Belge Metni:
────────────────────

Albüm dört kez mix’lenmiş. Kayıt aşamasında ne gibi şansızlıklar yaşadınız?
Memet: Şansızlıkla alakalı değil. Sound konusunda çok titiz davrandık. Bir parçanın başına oturduğuz zaman istediğiniz gibi tınlamama olasılığı çok yüksek. İstediğimiz sound’u alana kadar bekledik.
Murat: Boğaz Köprüsü’nün üzerindeyiz. Trafik de var. Sizin köprüden bakışınız, Ortaköy’den köprüye bakan adamınkiyle çok alakasız oluyor. Bizim de dışarıdan bakan gözlere ihtiyacımız oldu. Ve güzel isimlerle çalıştık.
Albümün prodüktörlüğünü de kendiniz üstlenmişsiniz. Prodüktör ne kadar önemli bir albümde?
İlkin: Çok önemli.
Artık insanlar bir albüm aldıklarında hemen prodüktörüne bakıyor.
Memet: Bu çok güzel bir şey aslında.
Murat: Eskiden müzik kanallarında bir parça anons edilirken kimse prodüktörünü söylemezdi.
İlkin: Biz albümün prodüktörlüğünü kendimiz yaptık ama her zaman Hakan Kurşun’un denetim ve önerileri oldu. Ama o daha çok bizim tek başımıza neler yapabileceğimizi görmek istedi.
İlk albüm ve tek başına. Riskli değil mi?
Murat: Stüdyoya girmeden önce kimlerle çalışabileceğimizi düşündük ama Türkiye’de prodüktör olarak bizimle çalışabilecek birini göremedik. Dorian’a prodüktörlük yapacak kişinin altıncı üye gibi olması gerekiyor. Ve bizi, bizden daha iyi anlatabilecek kimse yok sonuç olarak.

────────────────────

Kayıtlar:
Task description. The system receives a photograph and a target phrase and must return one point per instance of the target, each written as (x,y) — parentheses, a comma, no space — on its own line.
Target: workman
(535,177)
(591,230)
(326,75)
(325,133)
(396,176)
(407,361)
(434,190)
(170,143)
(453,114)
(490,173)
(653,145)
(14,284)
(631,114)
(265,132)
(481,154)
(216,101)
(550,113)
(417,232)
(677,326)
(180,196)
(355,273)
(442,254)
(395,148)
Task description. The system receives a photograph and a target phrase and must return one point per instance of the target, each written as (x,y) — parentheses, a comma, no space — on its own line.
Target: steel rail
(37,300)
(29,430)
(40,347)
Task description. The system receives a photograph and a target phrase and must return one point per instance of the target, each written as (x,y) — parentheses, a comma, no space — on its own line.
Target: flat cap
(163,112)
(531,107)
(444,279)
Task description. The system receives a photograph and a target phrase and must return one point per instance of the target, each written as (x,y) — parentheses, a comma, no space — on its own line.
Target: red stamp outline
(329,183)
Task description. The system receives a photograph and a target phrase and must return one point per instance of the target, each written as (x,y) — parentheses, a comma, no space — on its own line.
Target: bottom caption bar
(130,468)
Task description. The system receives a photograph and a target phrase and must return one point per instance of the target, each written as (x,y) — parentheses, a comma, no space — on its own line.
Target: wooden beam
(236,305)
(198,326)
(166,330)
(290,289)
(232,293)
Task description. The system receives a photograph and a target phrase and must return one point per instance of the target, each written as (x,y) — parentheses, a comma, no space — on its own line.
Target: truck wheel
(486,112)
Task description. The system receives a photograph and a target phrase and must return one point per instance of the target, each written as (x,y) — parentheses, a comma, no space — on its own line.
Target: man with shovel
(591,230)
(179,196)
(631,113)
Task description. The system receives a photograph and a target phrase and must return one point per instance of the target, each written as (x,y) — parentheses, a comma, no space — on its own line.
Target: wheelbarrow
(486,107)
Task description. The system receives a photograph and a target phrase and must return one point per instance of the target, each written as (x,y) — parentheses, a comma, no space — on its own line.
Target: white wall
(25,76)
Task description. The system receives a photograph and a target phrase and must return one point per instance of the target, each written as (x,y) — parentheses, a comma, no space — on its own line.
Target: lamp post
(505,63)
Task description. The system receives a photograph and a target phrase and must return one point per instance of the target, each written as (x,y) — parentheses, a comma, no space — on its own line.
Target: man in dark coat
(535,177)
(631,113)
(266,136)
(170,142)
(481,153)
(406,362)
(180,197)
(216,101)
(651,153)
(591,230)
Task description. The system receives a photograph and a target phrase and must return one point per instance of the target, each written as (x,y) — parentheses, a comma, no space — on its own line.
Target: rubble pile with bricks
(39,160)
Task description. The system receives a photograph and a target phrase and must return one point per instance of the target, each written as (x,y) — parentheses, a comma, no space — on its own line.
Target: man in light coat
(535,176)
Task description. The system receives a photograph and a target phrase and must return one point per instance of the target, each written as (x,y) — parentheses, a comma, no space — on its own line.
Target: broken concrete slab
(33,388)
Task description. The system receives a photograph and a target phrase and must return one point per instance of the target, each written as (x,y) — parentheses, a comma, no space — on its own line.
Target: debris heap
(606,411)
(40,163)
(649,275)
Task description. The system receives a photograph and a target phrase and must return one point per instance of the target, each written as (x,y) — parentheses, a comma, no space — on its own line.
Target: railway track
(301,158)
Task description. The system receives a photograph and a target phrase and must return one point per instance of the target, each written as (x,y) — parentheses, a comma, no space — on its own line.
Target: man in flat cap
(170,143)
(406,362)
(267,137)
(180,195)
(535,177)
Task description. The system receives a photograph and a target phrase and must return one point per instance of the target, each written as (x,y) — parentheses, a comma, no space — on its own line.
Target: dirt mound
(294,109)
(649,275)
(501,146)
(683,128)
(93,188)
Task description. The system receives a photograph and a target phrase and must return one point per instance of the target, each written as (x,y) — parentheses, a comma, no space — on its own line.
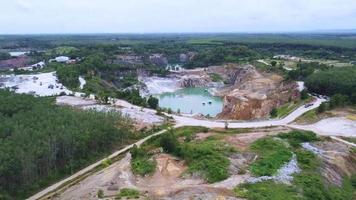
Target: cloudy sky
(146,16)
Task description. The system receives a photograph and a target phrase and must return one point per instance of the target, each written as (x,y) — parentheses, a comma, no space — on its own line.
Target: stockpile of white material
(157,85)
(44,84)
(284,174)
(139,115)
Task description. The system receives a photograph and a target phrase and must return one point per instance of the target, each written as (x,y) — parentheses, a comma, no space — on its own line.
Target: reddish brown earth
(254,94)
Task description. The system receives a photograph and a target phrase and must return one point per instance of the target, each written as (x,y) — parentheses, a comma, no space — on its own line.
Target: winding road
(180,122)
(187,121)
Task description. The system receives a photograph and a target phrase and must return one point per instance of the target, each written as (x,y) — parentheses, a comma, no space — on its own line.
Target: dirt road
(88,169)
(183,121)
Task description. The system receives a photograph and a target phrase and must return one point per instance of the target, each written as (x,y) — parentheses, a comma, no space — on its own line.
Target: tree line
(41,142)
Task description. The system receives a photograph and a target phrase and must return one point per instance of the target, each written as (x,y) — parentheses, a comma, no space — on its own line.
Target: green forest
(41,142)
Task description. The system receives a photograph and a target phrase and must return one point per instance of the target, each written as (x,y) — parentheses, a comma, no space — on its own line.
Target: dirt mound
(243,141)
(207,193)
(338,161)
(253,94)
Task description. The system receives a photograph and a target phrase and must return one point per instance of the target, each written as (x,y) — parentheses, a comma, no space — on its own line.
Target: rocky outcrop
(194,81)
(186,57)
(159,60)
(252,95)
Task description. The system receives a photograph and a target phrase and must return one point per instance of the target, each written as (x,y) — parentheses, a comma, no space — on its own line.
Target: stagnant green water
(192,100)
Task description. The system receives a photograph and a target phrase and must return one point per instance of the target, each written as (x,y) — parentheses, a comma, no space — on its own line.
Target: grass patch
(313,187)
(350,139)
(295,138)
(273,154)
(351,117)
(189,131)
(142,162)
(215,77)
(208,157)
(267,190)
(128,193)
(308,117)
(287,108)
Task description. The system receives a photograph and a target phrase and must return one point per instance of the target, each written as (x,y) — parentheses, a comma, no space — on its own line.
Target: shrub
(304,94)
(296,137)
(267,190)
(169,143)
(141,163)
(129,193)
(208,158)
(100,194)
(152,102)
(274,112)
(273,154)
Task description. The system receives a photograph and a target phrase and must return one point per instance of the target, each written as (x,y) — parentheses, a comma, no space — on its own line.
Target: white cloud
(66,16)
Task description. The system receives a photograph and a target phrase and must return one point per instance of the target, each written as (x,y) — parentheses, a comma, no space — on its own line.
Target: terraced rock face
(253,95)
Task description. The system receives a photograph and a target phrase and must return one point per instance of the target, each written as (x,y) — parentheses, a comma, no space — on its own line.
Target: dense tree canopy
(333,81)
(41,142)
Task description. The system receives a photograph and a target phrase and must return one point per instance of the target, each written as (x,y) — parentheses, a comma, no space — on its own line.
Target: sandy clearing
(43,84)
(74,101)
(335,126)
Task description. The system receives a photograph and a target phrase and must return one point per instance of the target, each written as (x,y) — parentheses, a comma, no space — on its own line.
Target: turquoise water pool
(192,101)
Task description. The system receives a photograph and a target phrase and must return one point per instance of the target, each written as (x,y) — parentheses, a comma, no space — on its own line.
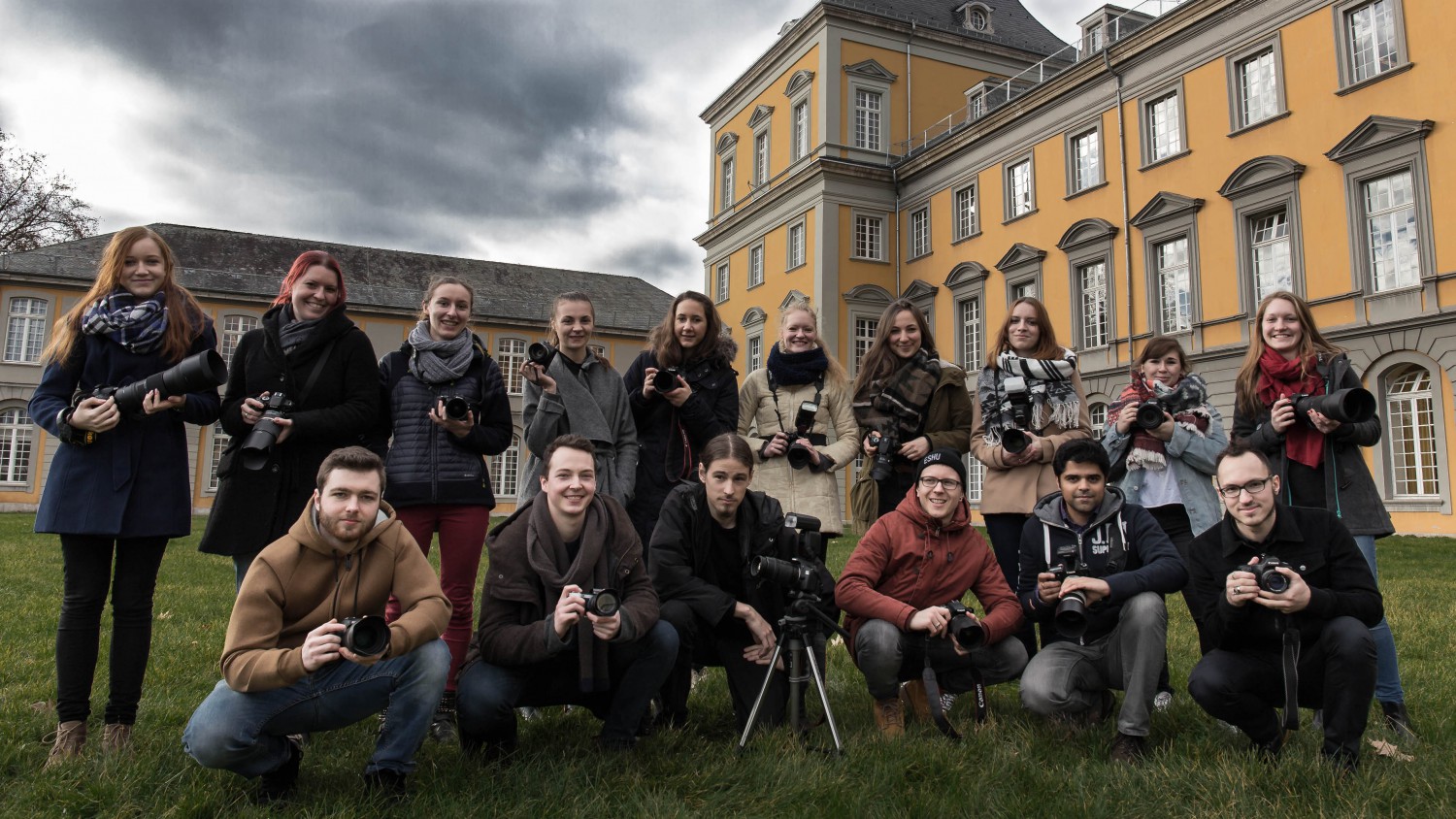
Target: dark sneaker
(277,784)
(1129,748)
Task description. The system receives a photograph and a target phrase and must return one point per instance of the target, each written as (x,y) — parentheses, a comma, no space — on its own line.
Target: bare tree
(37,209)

────────────────────

Alıştırmalar:
a - Albüm söyleşisinde "Albümün prodüktörlüğünü de" ve "kimse prodüktörünü söylemezdi." ifadeleri arasında kalan kısmı, her iki ifade de dahil olmak üzere, hiçbir değişiklik yapmadan yazdır.
b - Albüm söyleşisini, metindeki son cümlenin ardından gelecek biçimde sürdür.

Görev Bazında Sonuçlar:
a -
Albümün prodüktörlüğünü de kendiniz üstlenmişsiniz. Prodüktör ne kadar önemli bir albümde?
İlkin: Çok önemli.
Artık insanlar bir albüm aldıklarında hemen prodüktörüne bakıyor.
Memet: Bu çok güzel bir şey aslında.
Murat: Eskiden müzik kanallarında bir parça anons edilirken kimse prodüktörünü söylemezdi.

b -
İlkin: Gerçekten çok iyi birisiyle karşılaşırsak ya da yurt dışından bir prodüktör bulursak ileride onlarla çalışabiliriz. Belli olmaz.
Replikas son albümünde mesela Amerikalı bir prodüktörle çalışmıştı…
Memet: Harika!
Murat: Replikas’ı zaten beğeniyoruz.
İlkin: Evet, mesela Wharton Tiers Replikas’a tam olmuş. Ben çok beğendim. Ama o bize oturmazdı.
'Bakma Yüzüme' parçasının klibi MTV’de World Chart Express'te 'exclusive' olarak yayımlandı. Daha sonra MTV'deki Switch On adlı programında da ekrana geldi. Şaşırdınız mı?
Murat: Biz daha stüdyoda mix yaparken klibin MTV’de yayınlanacağı haberleri gelmeye başladı. Ne MTV’si? Ne oluyoruz? Çok şaşırdık çünkü ortada böyle bir şey hiç yoktu.
Klip yönetmenlerinden Uçman Balaban ‘Eğer klibin MTV’de yayınlanacağını bilseydik daha da çok özenirdik’ demiş. Sizce nasıl bir iş çıkardı?
İlkin: Sonuçta onun da ilk klibi. Türkiye’de klip yönetmenleri aynı tornadan çıkmış gibi klip yapıyorlar. Ama Uçman farklı şeyler deniyor. Kesinlikle desteklenmesi gereken biri ve bizim klipte de iyi bir iş çıkardı.
Söz, müzik ve görsellik. Pastanın büyük dilimi hangisinde?
İlkin: Üçü de çok önemli elbette.
Murat: Pastanın büyük dilimi değişir sürekli. Müziği televizyondan takip eden birisi için farklı, internetten indiren için farklıdır. Ama yüzde 60 müzikse, yüzde 40’ını da görselliğin oluşturması gerekir.
Sizin sözleri sonradan müziğe adapte ettiğinizi öğrendim.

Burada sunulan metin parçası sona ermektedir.